■ **QUELLE**
Die Stimmung in der Turnhalle Esplanade bei den ersten körperlichen Übungseinheiten ist fröhlich. Offenbar wirkt es befreiend mit den Armen oder den Füssen auf abfedernde Polster zu schlagen, welche von den Kolleginnen entgegengehalten werden. Die Mädchen sollen ihre Schläge mit "Stopp" oder "Nein"-Rufen begleiten und dabei erfahren, wie sich dabei ihr körperliches Auftreten verändert . In manchen Gruppen macht sich zunehmend Ernsthaftigkeit breit und auch das Bewusstsein, dass sie fähig sind, Kraft zu entwickeln, wenn sie sich nur getrauen. Für die Teilnahme am Kurs gibt es keine Vorbedingungen etwa zur körperlichen Fitness. Pallas vertritt die Haltung, dass sich jede Person im Rahmen ihrer Möglichkeiten verteidigen kann. Geübt werden Techniken, die in relativ kurzer Zeit erworben werden können und an die man sich auch noch ein Jahr später erinnert.

Aber macht es tatsächlich Sinn, sich - etwa gegenüber stärkeren Männern - körperlich auseinander zu setzen? Doch, meint die Trainerin. In der Regel genüge eine relativ leichte Gegenwehr: laut werden, Stopp sagen, sich klar behaupten. Je früher man sich wehre und äussere, umso grösser sind die Chancen, dass die Gewaltbereitschaft abnimmt. "Erschwerend ist wie erwähnt die Tatsache, dass die meisten Übergriffe im engeren Bekanntenkreis stattfinden. Gegen einen Fremden sich zur Wehr setzen, da sind die Hemmungen viel kleiner, als wenn es ein Bekannter oder Verwandter ist, mit dem man in Beziehung steht."

■ **AUFGABE**
Welche Formen relativ leichter Gegenwehr genügen laut dem Text über den Selbstverteidigungskurs in der Regel? Zähle alle auf.

■ **ROHDATEN**
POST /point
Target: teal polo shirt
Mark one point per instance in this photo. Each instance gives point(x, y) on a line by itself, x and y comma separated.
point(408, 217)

■ **RICHTIGE ANTWORT**
- laut werden
- Stopp sagen
- sich klar behaupten